**Consigne 1:** Traduisez en anglais la phrase suivante, tirée du texte ci-dessous sur la compagnie Air Bourbon : « Le remboursement des créanciers s’avère prioritaire à celui des billets d’avion. »

Qu’en est-il pour ce qui concerne les passagers en souffrance, alors qu’ils avaient acheté leurs billets en toute confiance, grâce surtout à toute la publicité que les différents médias faisaient pour Air Bourbon qui semblait en plein développement et dont on vantait la bonne santé financière?! M. Lazarus avait indiqué que «tous les coupons vendus par Air Bourbon seraient honorés, même ceux prévus pour les vols annulés ces huit derniers jours». Ceux qui ont déjà réglé leur billet d’avion ne seront hélas pas remboursés, la compagnie Air Bourbon ayant déposé son bilan et déjà encaissé cet argent. Le remboursement des créanciers s’avère prioritaire à celui des billets d’avion. le conseil général ne pouvait apporter une aide financière à la compagnie aérienne privée car cette démarche ne relève pas des compétences de la collectivité. «On ne peut en outre débourser de l’argent public sur un dossier qui n’est pas argumenté» a-t-on dit au Conseil Général.
Le Syndicat National des Agences de Voyage a annoncé avoir engagé un référé devant le tribunal de Grande Instance de Paris afin d’obtenir la consignation des billets d’avion émis et pas encore utilisés. Les sommes ainsi débloquées pourrait éventuellement servir à rembourser par les agences de voyage, les billets émis avant le 30 novembre 2004 et non utilisés.

**Consigne 2:** Relevez chacune des lignes ci-dessous où figure la chaîne « shirt », en tenant compte de la casse.

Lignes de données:
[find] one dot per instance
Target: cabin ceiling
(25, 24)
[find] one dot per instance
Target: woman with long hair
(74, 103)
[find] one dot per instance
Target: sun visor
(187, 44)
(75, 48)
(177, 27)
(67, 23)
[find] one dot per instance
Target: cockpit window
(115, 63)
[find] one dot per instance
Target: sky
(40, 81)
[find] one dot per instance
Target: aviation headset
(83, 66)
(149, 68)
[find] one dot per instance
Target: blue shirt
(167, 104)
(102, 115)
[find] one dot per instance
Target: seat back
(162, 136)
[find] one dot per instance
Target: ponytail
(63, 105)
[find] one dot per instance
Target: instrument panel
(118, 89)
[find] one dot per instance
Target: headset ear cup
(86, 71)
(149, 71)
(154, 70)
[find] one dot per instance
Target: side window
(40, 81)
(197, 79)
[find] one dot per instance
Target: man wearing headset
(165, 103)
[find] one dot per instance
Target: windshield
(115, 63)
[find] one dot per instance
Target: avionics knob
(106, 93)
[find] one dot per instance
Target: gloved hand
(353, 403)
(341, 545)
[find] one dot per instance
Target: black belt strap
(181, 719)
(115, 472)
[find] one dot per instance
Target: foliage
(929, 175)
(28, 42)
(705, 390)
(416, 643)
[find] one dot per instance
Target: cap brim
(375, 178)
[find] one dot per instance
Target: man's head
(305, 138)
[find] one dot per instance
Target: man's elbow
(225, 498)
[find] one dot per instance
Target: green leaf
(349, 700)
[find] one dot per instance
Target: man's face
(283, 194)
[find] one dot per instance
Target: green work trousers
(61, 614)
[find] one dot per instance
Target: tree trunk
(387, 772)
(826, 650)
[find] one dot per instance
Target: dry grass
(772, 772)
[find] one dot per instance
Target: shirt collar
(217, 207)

**Réponse rédigée 1:** Repaying the creditors takes priority over refunding the plane tickets.

**Réponse rédigée 2:**
Target: blue shirt
Target: shirt collar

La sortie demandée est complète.